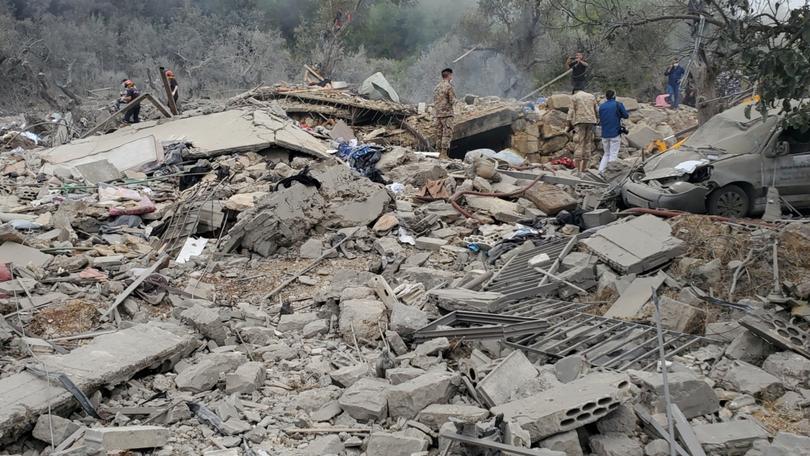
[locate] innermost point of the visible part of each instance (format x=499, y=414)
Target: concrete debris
x=297, y=323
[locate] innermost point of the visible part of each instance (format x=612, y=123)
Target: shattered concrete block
──────────────────────────────
◆ **What the task requires**
Return each line of the records above word for word, leaving out the pictures.

◆ **Complete answer**
[locate] innermost point of the visible part of each instance (format x=499, y=414)
Target: concrete debris
x=297, y=323
[locate] innermost point of the visible part of each instance (format x=612, y=123)
Target: shattered concrete block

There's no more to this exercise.